### Set problem:
In the rows below, how many lines contain the string "filing"? Case counts. Reply with the number alone.
****************************************
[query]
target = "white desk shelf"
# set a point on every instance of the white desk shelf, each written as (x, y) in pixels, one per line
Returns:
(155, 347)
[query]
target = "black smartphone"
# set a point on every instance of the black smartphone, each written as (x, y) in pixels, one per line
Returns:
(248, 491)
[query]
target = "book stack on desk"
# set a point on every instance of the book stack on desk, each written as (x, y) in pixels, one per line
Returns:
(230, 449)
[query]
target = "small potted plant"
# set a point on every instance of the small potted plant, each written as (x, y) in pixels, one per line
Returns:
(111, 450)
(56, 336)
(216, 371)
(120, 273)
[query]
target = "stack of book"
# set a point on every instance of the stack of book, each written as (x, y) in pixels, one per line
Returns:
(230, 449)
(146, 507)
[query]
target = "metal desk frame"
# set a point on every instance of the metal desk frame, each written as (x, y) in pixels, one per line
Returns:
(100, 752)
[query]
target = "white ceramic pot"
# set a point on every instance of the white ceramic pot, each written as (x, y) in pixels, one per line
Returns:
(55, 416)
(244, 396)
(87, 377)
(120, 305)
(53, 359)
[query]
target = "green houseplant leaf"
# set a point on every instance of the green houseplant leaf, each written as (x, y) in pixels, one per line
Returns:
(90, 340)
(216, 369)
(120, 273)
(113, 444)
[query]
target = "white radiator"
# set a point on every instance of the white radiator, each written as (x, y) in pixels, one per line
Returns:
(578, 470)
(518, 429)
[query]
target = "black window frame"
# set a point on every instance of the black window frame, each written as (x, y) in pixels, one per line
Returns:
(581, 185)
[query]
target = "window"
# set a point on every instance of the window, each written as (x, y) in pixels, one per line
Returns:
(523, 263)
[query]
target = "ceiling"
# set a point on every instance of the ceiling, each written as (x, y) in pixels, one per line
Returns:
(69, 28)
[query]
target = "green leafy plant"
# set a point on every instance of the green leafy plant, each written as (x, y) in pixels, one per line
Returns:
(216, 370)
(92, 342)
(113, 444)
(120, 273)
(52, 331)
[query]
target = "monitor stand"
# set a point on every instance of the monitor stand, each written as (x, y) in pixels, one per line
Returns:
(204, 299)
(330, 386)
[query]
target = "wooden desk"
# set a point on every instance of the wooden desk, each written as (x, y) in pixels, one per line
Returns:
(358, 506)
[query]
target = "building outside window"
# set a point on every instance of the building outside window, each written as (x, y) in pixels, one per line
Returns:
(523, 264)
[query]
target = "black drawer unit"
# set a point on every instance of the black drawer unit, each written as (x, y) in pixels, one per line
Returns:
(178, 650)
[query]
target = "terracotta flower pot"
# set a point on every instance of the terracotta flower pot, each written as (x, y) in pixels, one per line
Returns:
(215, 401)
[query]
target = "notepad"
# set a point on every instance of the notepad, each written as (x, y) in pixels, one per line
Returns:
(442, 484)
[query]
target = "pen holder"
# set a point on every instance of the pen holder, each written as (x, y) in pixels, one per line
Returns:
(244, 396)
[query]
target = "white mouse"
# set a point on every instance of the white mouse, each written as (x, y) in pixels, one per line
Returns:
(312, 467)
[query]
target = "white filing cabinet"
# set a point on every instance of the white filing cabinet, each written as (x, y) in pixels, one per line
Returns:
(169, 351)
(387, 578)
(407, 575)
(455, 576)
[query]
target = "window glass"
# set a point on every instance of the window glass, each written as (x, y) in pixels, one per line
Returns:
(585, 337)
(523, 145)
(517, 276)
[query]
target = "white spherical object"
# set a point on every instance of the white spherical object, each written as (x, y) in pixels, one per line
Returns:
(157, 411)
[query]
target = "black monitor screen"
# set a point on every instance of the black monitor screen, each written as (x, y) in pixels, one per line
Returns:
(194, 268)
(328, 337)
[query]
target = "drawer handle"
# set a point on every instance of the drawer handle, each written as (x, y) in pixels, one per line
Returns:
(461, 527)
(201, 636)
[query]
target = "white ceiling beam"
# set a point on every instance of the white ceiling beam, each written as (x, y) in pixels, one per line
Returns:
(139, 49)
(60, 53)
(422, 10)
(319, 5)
****************************************
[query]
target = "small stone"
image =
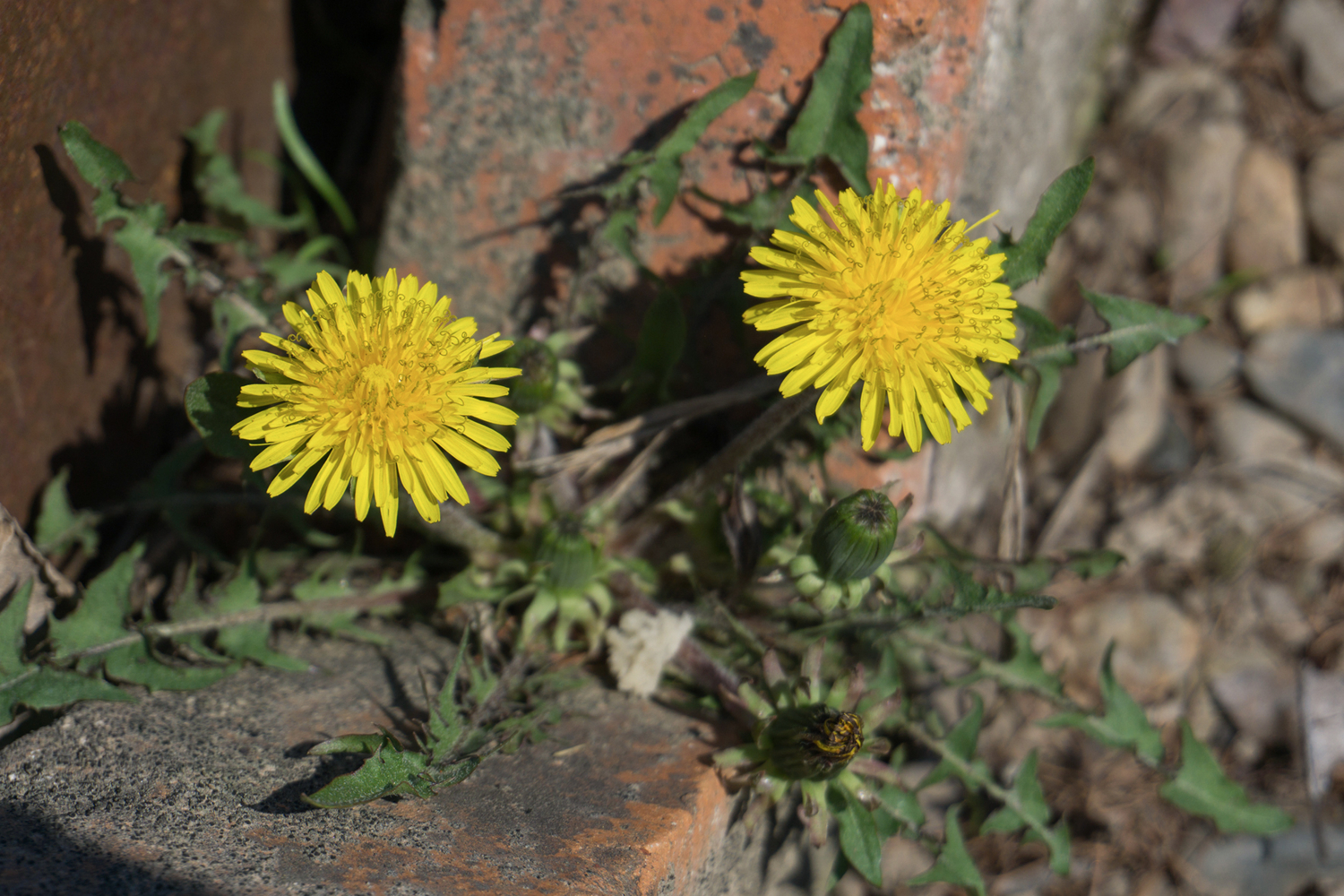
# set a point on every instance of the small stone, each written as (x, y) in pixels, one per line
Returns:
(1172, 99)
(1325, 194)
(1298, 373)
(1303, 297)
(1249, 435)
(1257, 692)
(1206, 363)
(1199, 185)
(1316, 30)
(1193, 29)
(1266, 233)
****************************************
### The reply:
2